(Input rows):
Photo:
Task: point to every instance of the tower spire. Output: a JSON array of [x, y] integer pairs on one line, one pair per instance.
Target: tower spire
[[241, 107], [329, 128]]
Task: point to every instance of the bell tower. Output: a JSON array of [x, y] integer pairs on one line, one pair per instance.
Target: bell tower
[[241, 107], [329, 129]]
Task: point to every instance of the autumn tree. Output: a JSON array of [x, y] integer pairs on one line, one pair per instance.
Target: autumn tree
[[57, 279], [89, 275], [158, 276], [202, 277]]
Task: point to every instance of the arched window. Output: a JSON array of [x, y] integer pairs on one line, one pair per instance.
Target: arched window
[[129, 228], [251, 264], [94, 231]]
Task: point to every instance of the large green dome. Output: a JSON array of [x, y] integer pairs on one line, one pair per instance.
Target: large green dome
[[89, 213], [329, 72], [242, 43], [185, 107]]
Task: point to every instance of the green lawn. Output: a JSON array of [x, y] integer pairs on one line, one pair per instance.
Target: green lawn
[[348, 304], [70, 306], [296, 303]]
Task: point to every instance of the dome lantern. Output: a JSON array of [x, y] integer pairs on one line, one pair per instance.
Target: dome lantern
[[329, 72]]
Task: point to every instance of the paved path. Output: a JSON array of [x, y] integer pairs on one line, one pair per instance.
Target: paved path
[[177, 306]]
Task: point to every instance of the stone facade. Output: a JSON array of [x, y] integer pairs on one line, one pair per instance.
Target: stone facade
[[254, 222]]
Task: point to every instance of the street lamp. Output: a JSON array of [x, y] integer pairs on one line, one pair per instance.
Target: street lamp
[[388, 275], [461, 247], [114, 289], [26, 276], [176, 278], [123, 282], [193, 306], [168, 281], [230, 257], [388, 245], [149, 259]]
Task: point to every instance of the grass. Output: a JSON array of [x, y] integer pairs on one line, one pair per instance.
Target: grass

(Problem details):
Rewrite all the items above, replacing each occurrence of "street lamp" with "lamppost" and leaving every other character untouched.

(Task output):
Photo:
Task: point to every instance of the tower spire. Output: a JSON array of [x, y] integer pairs on one line, one pair per instance.
Target: tower spire
[[241, 107], [329, 128]]
Task: point to every instance of the bell tower. Output: a JSON array of [x, y] integer pairs on one line, one pair per instance.
Target: bell tower
[[241, 107], [329, 129]]
Task: point to every instance of the autumn tree. Output: a JSON array of [x, y] integer pairs on one line, one pair per instance.
Target: autumn tree
[[57, 279], [89, 275], [158, 276], [202, 277]]
Task: point to every instance of the arched window. Output: a JSON array of [x, y] integer pairs on one line, one pair per instance.
Target: arched window
[[129, 228], [251, 264], [94, 231]]
Task: point to every instance of the large green dome. Output: a JSON array of [x, y] integer pairs on one line, one pair per instance.
Target: large green dome
[[89, 213], [329, 72], [242, 43], [185, 107]]
Task: point to every instance of the green lawn. Output: a JSON array of [x, y] integer pairs on one line, one pair per instance.
Target: green lawn
[[348, 304], [70, 306], [296, 303]]
Task: point to every instance of the dome lantern. Output: a JSON array of [x, y] integer pairs on one line, one pair per instance.
Target: dome lantern
[[329, 72]]
Task: point to every instance of the paved path. Output: a JSON array of [x, y] integer pairs on one line, one pair per instance.
Target: paved path
[[177, 306]]
Task: point to every instance of the stone facade. Output: a JSON array of [x, y] integer pairs on one line, one pair per instance.
Target: stone facade
[[254, 222]]
Task: point to every instance of the lamppost. Output: a JSON array of [x, y] integer pairs on one line, one pair per instance.
Target: lamppost
[[388, 275], [461, 247], [114, 289], [26, 276], [176, 278], [123, 282], [193, 306], [168, 281], [230, 257], [388, 245], [149, 259]]
Task: point to every instance of the grass. Output: a JSON array of [x, y] integer pairs on one line, one pair per instance.
Target: grass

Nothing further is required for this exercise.